[Pointing entries for named objects]

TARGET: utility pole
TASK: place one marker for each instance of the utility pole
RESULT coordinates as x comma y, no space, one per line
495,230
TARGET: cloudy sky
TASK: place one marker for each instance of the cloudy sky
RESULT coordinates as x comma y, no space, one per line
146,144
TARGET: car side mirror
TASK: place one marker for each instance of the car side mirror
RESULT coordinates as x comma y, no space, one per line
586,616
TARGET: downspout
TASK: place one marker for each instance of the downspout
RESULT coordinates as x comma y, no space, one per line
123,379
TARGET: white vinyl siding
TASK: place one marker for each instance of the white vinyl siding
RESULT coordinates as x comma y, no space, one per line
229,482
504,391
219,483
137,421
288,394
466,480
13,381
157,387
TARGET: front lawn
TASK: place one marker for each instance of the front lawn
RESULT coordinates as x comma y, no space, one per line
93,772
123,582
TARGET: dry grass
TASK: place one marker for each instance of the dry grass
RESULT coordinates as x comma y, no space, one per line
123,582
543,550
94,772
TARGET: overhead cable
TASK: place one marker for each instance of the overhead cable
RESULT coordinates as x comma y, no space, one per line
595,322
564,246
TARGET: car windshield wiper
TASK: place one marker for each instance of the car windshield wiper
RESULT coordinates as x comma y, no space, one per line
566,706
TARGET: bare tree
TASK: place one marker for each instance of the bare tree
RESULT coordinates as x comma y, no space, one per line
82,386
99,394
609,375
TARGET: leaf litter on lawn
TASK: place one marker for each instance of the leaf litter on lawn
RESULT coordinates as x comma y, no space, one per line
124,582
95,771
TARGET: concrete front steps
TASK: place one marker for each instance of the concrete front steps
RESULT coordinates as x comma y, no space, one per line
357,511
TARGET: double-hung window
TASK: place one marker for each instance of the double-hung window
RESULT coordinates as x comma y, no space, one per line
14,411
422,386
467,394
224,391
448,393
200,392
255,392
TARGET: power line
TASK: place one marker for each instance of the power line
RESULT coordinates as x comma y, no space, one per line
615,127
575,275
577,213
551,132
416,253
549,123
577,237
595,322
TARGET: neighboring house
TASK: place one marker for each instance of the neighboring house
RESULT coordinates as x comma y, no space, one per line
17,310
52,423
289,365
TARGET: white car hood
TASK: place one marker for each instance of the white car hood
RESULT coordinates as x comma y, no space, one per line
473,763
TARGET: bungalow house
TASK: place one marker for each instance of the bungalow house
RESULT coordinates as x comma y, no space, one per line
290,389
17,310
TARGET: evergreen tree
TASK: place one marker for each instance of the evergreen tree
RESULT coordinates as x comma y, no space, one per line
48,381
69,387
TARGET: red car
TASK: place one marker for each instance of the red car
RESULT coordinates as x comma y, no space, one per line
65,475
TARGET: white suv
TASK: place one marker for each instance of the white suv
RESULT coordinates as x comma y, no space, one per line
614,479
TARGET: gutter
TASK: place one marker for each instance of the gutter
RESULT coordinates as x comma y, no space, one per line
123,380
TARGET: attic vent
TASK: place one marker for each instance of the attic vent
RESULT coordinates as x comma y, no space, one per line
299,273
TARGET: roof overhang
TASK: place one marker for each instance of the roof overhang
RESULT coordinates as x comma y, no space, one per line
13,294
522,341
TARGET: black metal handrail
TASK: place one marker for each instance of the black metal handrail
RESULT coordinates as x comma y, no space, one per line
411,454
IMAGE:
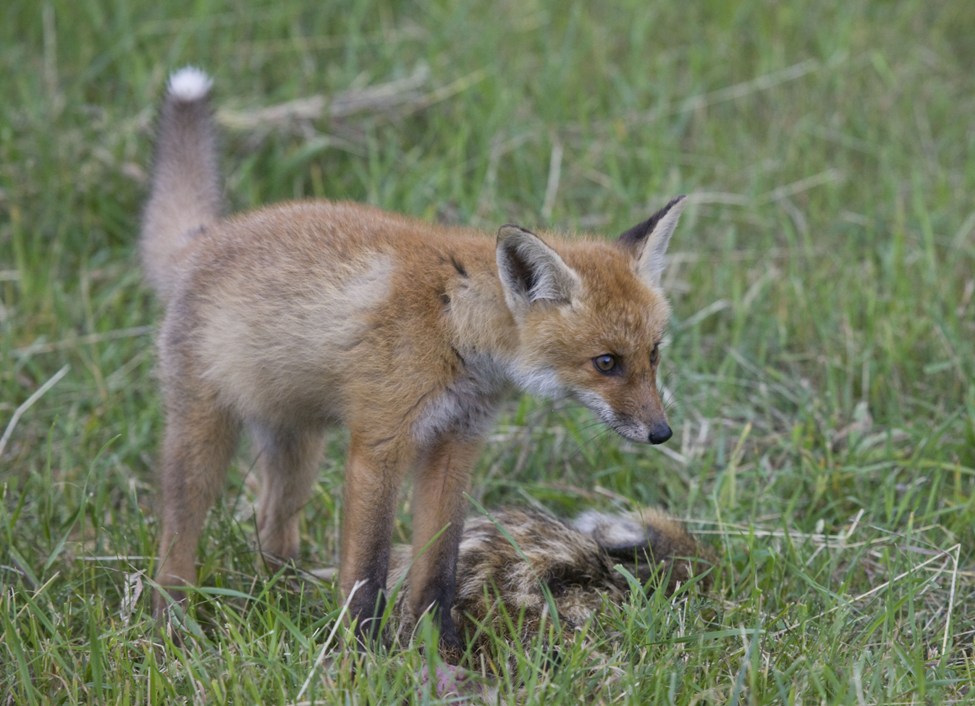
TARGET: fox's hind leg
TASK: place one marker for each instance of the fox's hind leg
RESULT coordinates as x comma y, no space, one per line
289,461
200,440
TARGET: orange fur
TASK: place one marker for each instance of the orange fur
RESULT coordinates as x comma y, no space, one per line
298,316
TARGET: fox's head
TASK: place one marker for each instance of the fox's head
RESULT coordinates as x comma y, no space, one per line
590,325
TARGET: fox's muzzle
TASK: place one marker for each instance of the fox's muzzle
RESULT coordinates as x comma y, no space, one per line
659,433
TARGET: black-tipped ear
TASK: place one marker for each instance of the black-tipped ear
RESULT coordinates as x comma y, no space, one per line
648,241
531,271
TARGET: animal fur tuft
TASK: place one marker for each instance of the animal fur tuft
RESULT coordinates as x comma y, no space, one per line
186,195
510,559
189,84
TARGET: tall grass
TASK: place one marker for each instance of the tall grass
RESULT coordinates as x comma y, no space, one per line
818,370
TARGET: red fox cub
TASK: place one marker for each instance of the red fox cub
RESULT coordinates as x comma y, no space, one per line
516,565
298,316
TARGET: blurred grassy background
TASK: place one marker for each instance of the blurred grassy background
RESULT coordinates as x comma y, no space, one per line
818,371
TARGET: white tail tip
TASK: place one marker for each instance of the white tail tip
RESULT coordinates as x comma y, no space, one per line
189,84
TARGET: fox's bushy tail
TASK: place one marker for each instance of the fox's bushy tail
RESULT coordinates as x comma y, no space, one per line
186,194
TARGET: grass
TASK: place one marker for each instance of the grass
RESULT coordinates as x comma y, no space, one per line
819,366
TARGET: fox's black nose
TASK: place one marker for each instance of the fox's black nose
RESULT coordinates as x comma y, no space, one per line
659,433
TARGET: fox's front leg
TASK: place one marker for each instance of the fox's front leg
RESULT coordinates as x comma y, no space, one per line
442,477
373,476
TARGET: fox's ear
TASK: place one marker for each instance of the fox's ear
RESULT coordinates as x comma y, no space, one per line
648,241
531,271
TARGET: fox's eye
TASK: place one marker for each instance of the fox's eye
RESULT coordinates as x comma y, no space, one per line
605,363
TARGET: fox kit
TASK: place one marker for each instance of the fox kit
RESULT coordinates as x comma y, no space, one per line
302,315
510,558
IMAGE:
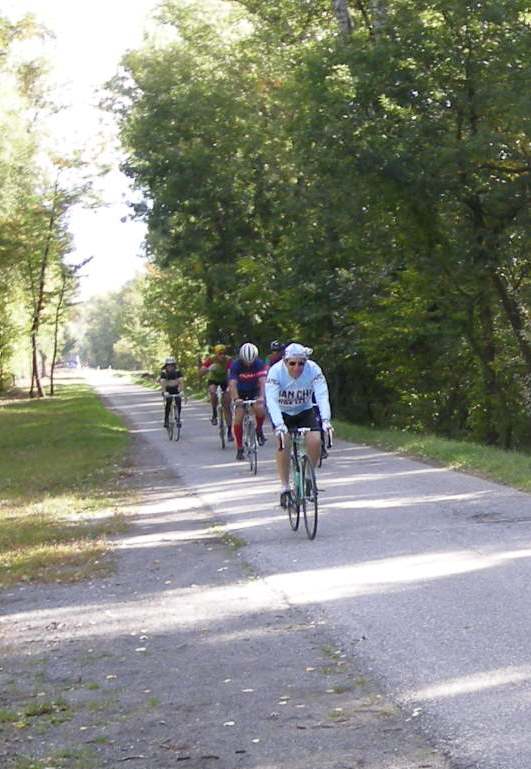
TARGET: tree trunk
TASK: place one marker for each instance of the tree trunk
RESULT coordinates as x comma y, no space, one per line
36,386
58,311
39,297
517,318
343,17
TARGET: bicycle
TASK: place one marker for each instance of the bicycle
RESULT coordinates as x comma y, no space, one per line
174,419
250,441
305,493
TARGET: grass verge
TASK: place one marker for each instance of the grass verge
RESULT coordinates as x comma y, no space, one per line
509,467
59,491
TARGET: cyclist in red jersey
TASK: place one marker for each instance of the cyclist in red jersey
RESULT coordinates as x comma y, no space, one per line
246,382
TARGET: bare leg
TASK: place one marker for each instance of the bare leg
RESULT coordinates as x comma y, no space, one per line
313,446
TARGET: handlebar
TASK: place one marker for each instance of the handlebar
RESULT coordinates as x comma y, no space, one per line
302,431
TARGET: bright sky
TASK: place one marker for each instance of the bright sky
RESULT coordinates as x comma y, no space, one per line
90,38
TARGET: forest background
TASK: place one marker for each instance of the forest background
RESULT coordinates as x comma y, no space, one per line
353,175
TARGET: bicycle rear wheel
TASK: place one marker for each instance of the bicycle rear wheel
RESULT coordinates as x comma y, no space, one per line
309,499
294,505
171,424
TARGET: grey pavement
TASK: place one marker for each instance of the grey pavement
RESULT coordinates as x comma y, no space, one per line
420,572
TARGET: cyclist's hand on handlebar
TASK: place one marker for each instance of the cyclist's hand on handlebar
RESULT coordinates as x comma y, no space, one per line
281,431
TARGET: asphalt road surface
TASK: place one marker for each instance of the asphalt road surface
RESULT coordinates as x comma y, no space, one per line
421,573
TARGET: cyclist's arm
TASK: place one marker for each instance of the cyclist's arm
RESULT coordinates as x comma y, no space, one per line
261,386
272,389
233,389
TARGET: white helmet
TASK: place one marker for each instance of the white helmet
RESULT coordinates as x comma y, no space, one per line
295,350
248,353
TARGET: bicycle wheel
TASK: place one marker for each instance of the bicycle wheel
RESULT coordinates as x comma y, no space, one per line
294,505
309,498
221,423
251,445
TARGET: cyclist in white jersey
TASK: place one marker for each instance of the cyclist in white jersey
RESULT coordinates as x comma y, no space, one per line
290,386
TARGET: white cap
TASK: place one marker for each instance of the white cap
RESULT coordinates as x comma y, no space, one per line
295,350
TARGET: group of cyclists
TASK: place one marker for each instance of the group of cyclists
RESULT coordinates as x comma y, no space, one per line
288,386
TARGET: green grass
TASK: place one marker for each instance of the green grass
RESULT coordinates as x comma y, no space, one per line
61,458
509,467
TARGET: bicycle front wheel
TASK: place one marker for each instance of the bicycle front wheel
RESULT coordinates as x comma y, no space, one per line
252,447
171,424
309,498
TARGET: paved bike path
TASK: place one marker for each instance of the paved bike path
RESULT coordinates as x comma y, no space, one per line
419,572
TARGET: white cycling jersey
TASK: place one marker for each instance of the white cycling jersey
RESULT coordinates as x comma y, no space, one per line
290,395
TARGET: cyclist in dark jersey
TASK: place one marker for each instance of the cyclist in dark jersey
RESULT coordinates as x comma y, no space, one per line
277,352
171,382
246,382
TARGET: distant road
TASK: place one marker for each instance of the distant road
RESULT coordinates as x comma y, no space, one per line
422,574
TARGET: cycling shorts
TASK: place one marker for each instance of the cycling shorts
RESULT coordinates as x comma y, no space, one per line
304,419
248,395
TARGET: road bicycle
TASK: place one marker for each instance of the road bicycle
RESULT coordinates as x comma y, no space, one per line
304,492
250,441
174,419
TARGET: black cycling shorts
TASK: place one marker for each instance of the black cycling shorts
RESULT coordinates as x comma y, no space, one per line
223,385
304,419
248,396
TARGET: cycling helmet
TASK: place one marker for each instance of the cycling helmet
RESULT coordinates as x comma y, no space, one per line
248,353
295,350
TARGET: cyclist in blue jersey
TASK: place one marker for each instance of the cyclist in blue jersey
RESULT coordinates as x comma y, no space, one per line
290,389
277,351
246,382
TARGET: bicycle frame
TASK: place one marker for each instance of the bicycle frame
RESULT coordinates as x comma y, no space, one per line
250,443
221,415
174,421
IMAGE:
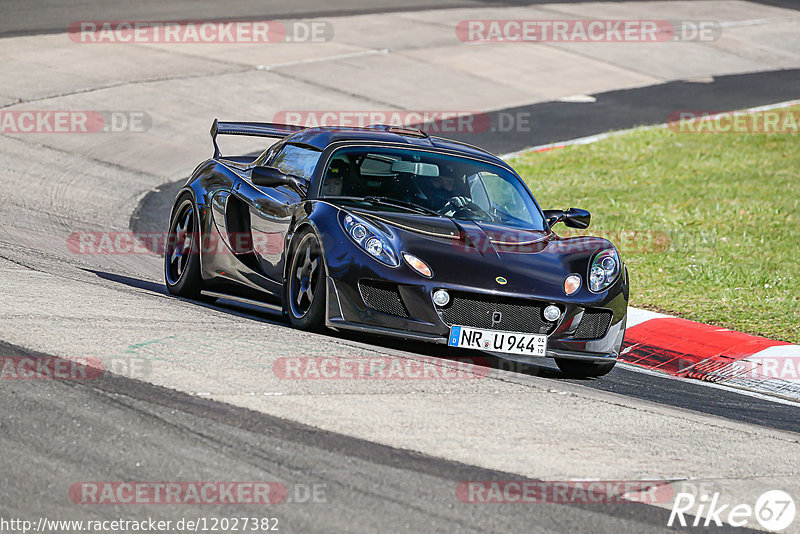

**Stated goal**
Copy the lines word for word, beginning at the line that has "TARGET: bicycle frame" and stopping at the end of the items. Leave out the pictures.

**Solved problem**
TARGET: bicycle frame
TASK: place one marker for each instance of the bicycle frame
RESULT coordinates as x comma y, no space, one per line
250,443
221,415
174,421
IMAGE:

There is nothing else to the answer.